Copy out all lines in the data below containing the string "post".
○ ○ ○ ○ ○
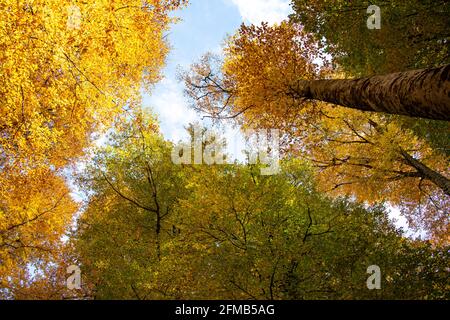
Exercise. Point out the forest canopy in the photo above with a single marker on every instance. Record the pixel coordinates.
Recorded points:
(88, 180)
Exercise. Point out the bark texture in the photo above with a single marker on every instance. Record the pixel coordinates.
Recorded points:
(418, 93)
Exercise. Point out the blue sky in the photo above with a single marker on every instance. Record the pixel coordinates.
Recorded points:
(203, 27)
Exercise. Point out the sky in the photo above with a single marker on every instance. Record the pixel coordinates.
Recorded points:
(204, 26)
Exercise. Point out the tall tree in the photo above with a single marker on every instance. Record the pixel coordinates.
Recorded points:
(66, 71)
(256, 83)
(406, 38)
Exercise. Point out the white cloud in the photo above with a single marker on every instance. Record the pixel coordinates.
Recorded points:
(171, 107)
(257, 11)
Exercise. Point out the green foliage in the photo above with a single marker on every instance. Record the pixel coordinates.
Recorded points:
(230, 233)
(413, 34)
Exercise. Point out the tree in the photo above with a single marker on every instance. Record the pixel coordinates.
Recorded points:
(66, 72)
(233, 234)
(256, 84)
(405, 41)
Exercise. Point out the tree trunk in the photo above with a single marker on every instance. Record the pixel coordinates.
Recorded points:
(418, 93)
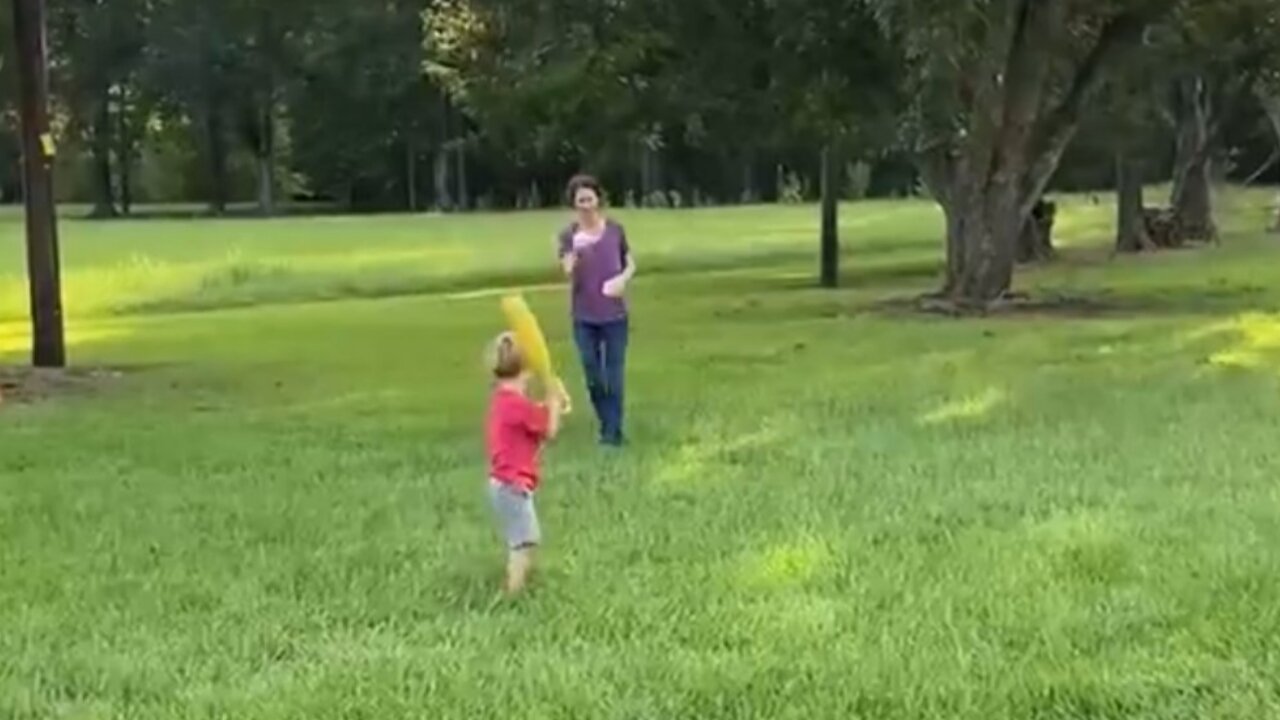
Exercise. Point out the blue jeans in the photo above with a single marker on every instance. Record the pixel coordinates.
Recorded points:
(603, 347)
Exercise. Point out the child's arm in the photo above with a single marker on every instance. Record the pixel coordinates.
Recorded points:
(565, 250)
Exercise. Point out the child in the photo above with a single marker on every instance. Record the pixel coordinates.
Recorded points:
(516, 429)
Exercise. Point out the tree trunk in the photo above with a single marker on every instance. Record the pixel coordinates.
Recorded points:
(443, 199)
(124, 153)
(266, 160)
(830, 217)
(1271, 104)
(1036, 241)
(1192, 197)
(464, 195)
(1130, 227)
(411, 173)
(104, 191)
(988, 242)
(750, 194)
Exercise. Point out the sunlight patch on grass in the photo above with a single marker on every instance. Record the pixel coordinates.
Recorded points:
(1086, 546)
(694, 463)
(786, 565)
(1257, 345)
(968, 409)
(16, 337)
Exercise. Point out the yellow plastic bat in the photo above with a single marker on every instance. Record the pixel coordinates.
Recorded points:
(530, 340)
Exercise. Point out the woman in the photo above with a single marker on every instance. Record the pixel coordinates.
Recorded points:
(595, 256)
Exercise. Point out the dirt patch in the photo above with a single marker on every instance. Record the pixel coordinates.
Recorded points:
(26, 386)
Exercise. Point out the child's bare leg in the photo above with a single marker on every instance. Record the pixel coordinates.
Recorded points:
(519, 564)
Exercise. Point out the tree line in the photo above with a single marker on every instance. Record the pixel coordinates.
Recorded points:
(983, 105)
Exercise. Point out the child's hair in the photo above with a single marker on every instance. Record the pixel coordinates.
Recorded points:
(583, 181)
(503, 358)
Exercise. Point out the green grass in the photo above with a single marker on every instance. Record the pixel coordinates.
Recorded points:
(827, 510)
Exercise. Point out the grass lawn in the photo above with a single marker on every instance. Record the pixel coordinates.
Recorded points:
(827, 510)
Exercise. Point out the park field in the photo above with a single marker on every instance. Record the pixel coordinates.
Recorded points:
(268, 501)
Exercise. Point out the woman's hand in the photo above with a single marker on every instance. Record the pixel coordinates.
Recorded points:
(615, 287)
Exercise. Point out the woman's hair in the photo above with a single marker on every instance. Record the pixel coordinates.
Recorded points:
(583, 182)
(503, 358)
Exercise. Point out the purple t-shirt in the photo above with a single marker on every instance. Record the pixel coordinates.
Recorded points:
(598, 260)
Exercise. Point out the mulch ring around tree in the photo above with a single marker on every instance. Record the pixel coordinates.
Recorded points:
(28, 386)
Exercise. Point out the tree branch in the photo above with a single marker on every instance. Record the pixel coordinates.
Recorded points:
(1059, 124)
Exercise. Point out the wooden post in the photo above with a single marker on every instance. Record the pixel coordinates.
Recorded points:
(49, 347)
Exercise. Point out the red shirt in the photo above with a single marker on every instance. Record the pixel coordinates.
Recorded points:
(515, 432)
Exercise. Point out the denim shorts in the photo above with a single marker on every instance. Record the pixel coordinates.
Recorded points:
(516, 515)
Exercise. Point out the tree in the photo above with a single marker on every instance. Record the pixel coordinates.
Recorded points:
(100, 45)
(1000, 87)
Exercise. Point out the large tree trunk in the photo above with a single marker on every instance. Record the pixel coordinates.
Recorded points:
(443, 197)
(1130, 227)
(1192, 197)
(265, 156)
(104, 191)
(124, 151)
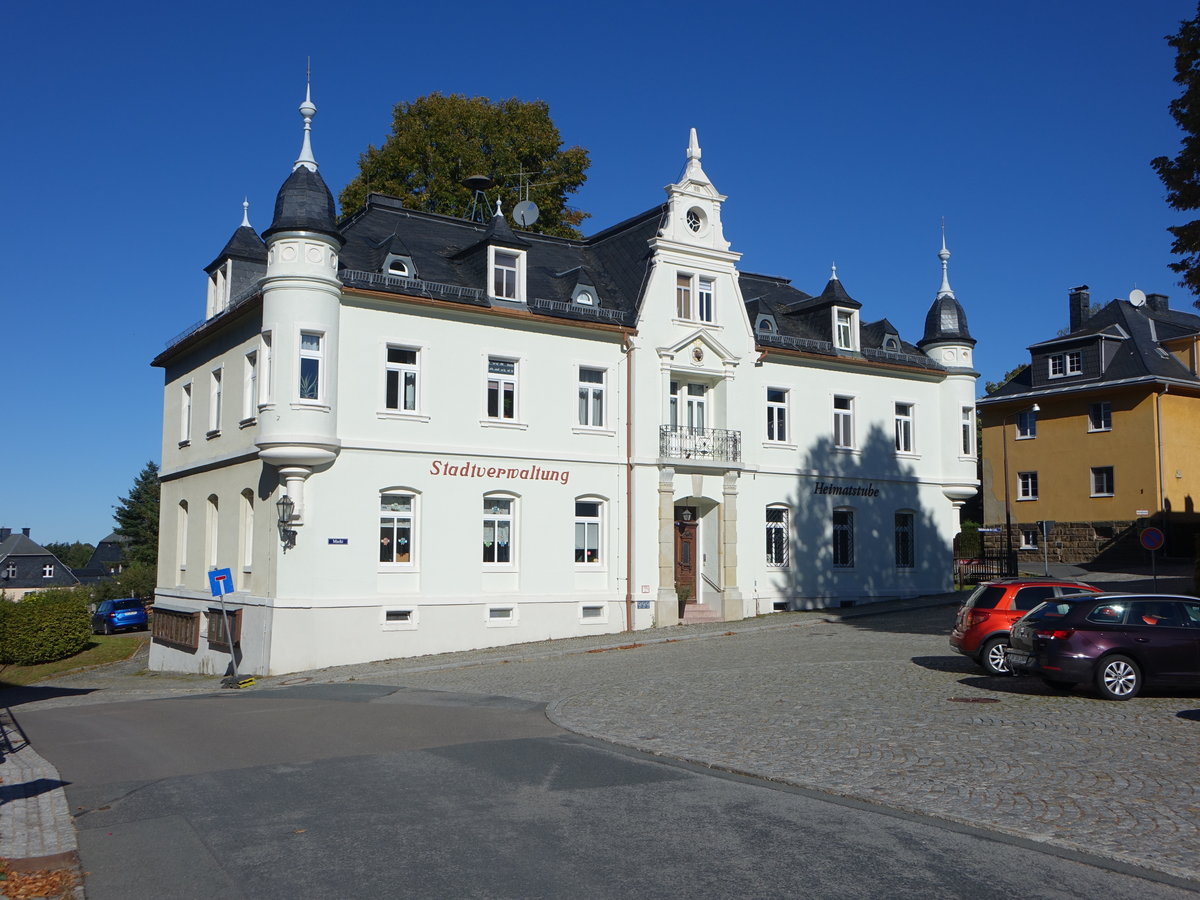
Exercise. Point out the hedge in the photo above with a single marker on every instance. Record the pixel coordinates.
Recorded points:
(45, 627)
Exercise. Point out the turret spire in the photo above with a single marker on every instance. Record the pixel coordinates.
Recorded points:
(307, 109)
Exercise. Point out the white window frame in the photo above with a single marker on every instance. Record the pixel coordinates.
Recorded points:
(1026, 485)
(493, 519)
(399, 516)
(515, 275)
(589, 522)
(1105, 409)
(844, 423)
(778, 415)
(845, 328)
(778, 534)
(905, 443)
(592, 397)
(316, 355)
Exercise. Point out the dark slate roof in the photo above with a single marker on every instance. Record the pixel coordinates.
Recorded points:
(304, 204)
(946, 321)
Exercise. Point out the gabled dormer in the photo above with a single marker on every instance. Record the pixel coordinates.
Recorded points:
(238, 268)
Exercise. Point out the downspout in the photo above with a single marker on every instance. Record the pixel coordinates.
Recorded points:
(629, 481)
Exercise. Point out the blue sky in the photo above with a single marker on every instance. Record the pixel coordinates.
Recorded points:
(840, 132)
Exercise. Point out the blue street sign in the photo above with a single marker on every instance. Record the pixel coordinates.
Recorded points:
(221, 582)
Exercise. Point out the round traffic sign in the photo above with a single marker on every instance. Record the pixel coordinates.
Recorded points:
(1152, 538)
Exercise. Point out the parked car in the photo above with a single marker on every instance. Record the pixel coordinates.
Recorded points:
(981, 630)
(1116, 642)
(113, 616)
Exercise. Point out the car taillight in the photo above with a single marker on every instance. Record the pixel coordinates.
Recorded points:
(1056, 634)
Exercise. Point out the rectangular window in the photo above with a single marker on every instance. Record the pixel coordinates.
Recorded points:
(502, 388)
(843, 538)
(844, 423)
(591, 397)
(904, 427)
(683, 297)
(777, 537)
(1026, 485)
(396, 529)
(906, 553)
(250, 387)
(310, 365)
(1026, 425)
(215, 402)
(587, 532)
(400, 379)
(777, 414)
(497, 531)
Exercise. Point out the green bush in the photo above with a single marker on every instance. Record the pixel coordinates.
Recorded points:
(45, 627)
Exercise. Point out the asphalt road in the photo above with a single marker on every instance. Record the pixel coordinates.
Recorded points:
(355, 790)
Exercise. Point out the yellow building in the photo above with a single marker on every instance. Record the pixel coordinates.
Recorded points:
(1099, 435)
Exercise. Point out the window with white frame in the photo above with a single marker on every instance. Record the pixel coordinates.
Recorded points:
(502, 388)
(777, 537)
(1026, 425)
(844, 423)
(311, 358)
(777, 414)
(498, 531)
(845, 329)
(1026, 485)
(905, 532)
(904, 427)
(400, 379)
(587, 532)
(591, 395)
(250, 387)
(215, 401)
(185, 414)
(1102, 481)
(508, 274)
(396, 528)
(843, 538)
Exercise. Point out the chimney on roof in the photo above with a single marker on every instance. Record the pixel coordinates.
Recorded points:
(1079, 305)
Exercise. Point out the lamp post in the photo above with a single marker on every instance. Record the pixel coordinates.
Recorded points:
(1008, 502)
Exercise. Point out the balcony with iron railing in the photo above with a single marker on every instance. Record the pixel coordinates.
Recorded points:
(681, 442)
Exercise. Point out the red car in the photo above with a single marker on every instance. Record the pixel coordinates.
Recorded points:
(985, 618)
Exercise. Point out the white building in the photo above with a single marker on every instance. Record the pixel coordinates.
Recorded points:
(492, 436)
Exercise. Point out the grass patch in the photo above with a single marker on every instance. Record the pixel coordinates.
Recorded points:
(99, 652)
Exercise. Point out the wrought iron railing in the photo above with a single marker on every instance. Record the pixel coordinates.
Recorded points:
○ ○ ○ ○ ○
* **Solution for this exercise**:
Exercise. Point out the wooden post in the photo above with a single marker on every instance. Record the pixel coordinates.
Exercise. Point out the lamp post in the photo above with a single marker on every instance. Record the pixel coordinates.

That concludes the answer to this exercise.